The Power of Modeling

So when it comes to behavior in childhood, is nothing off limits? That might be taking things a little too far. Instead, taking what we know about swearing, drinking, and conflict into account, along with what we know about healthy parenting styles, it’s worth taking a second look at our parenting choices and making a few adjustments to the way we approach behavior.

“All … parents think that it’s about the kid’s behavior when it is really about the parent’s behavior,” he says. “Kids will follow suit with whatever is given to them consistently.” —Antonio Harrison, PhD

For Harrison, all of this is part of a bigger lesson about being the type of parents who model healthy behavior. In his mind, it’s not about parents avoiding swears in front of their kids, it’s about the context in which we use the words. “My family swears in front of our children,” he says. “The key is, we’re not getting belligerent; we’re not swearing like sailors every other word; everything’s in context with whatever we’re doing.” The important part here is that parents need to be modeling the right choices, according to Harrison. Don’t use hate speech or argue with the intent to hurt. But if you stub your toe and let out a four-letter word, explain that those words aren’t to be used all the time; if you have a disagreement with your partner, settle it empathetically and civilly. “All … parents think that it’s about the kid’s behavior when it is really about the parent’s behavior,” he says. “Kids will follow suit with whatever is given to them consistently.” What about when it’s the child doing the swearing? Harrison suggests parents avoid being too reactive. In his own parenting, he tries to take a step back and consider the context before responding in anger. In some cases, he finds he feels his child’s frustration warranted a slip of the tongue.

Harrison offers two pieces of advice to parents who would like a healthier way to respond to misbehavior in the home.

• [EXERCISE INSTRUCTIONS]:
(a) Update the stretch of the passage on modeling healthy behavior from "The Power of" through "we approach behavior.", replacing "parenting choices" with "household habits".
(b) In the passage on modeling healthy behavior, what does Harrison suggest parents avoid when it is the child doing the swearing?
Use only the text above when working through these tasks.

• [ENTRIES PROVIDED]:

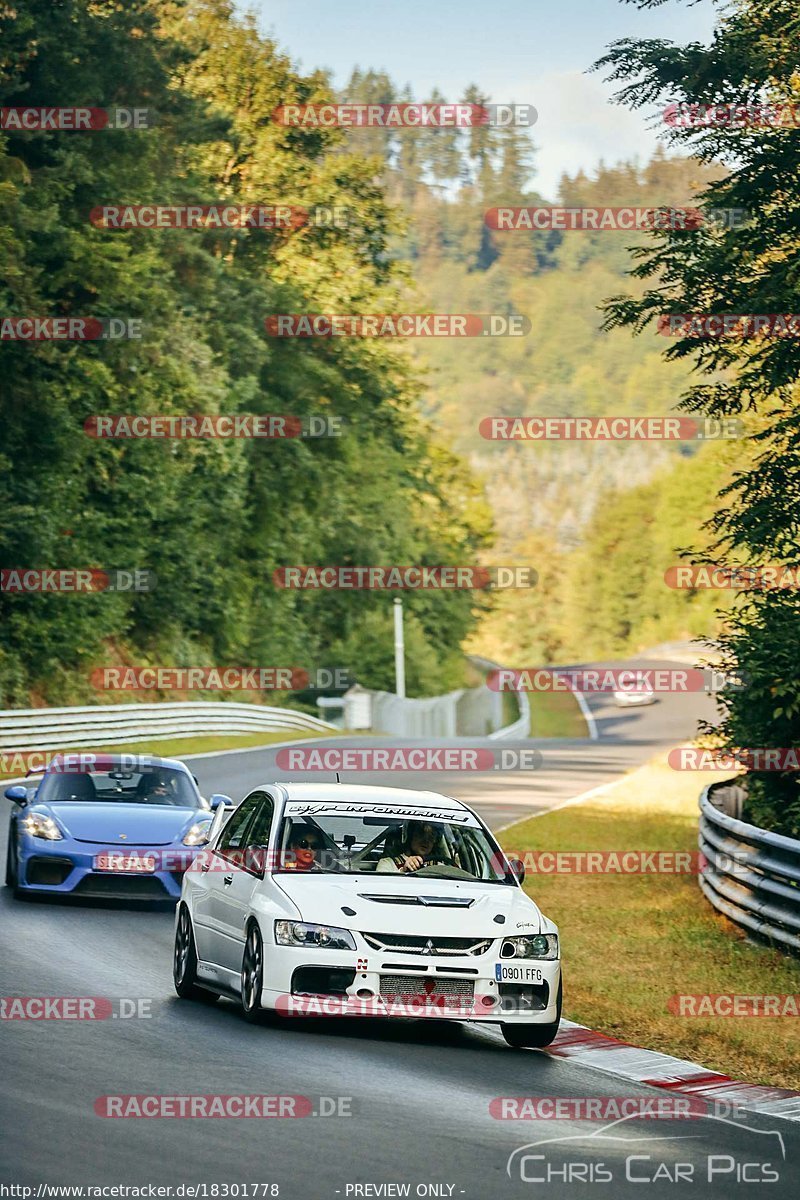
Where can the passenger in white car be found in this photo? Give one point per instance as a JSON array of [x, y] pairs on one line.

...

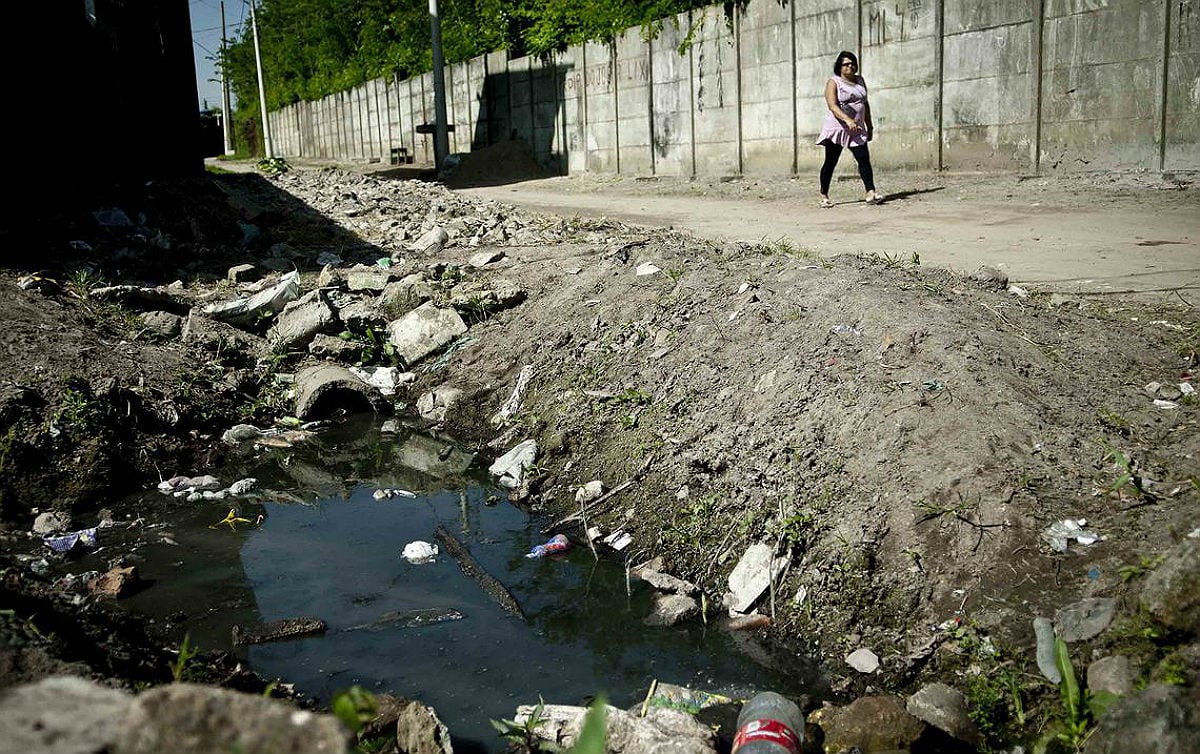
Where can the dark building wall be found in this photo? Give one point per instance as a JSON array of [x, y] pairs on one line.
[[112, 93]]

==

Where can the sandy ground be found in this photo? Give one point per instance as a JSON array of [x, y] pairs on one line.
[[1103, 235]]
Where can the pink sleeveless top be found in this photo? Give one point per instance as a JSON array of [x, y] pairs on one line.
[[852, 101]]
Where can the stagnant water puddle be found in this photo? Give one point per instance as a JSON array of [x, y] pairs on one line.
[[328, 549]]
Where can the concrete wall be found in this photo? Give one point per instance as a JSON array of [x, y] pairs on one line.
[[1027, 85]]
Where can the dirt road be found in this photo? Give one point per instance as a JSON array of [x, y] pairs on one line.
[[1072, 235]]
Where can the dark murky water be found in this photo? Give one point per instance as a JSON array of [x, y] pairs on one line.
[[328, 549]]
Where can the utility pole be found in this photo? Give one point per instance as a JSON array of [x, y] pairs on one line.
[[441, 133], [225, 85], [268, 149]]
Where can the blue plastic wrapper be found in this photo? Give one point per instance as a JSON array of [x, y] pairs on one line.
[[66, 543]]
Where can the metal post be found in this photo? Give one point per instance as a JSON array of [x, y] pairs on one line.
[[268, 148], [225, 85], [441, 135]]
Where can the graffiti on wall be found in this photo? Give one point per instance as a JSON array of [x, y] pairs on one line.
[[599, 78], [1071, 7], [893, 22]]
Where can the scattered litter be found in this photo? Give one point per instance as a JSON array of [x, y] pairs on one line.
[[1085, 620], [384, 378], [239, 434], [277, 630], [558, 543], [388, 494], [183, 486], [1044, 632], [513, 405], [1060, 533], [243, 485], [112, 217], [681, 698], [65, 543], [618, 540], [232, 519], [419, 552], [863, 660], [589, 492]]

• [EXERCISE RESULTS]:
(a)
The Power of Modeling

So when it comes to behavior in childhood, is nothing off limits? That might be taking things a little too far. Instead, taking what we know about swearing, drinking, and conflict into account, along with what we know about healthy parenting styles, it’s worth taking a second look at our household habits and making a few adjustments to the way we approach behavior.

(b) Being too reactive.